▸ **WHAT NEEDS TO BE DONE**: Show each line of the data below that contains the word "balcony". Case matters.

-------- ENTRIES PROVIDED --------

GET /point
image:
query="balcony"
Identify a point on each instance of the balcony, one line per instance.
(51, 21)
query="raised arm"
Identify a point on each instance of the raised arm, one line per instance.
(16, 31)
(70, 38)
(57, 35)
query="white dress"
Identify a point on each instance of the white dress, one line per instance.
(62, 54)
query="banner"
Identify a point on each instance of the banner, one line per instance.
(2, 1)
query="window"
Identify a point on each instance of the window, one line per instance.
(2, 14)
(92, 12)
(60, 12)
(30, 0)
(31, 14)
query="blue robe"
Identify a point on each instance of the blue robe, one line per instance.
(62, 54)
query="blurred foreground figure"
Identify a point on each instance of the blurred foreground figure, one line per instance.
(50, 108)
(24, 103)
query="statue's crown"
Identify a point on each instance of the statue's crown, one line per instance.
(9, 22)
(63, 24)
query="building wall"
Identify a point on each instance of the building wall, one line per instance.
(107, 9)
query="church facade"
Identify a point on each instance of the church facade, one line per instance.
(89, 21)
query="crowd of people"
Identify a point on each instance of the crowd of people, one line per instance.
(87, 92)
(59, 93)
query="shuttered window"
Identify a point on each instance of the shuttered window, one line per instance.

--------
-------- ENTRIES PROVIDED --------

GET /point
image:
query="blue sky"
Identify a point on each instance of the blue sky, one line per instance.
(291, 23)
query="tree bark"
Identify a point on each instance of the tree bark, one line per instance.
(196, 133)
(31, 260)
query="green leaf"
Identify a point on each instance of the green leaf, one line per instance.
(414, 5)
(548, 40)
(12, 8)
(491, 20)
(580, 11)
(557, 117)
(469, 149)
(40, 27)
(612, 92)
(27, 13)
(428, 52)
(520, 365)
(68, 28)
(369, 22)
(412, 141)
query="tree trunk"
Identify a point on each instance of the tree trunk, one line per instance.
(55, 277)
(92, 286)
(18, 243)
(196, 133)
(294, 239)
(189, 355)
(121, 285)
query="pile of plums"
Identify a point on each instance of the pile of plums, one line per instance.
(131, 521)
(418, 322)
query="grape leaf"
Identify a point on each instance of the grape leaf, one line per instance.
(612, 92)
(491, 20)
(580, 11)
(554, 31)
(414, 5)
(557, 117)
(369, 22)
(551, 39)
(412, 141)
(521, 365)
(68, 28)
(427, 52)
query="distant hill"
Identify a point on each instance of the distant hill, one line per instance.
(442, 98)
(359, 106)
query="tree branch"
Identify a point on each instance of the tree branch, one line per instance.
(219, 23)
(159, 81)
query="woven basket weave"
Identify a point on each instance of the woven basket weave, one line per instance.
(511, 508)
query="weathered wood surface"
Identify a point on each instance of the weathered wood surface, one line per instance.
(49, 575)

--------

▸ **THE REPLY**:
query="balcony"
Identify a point on each instance of the balcony, one line per instance.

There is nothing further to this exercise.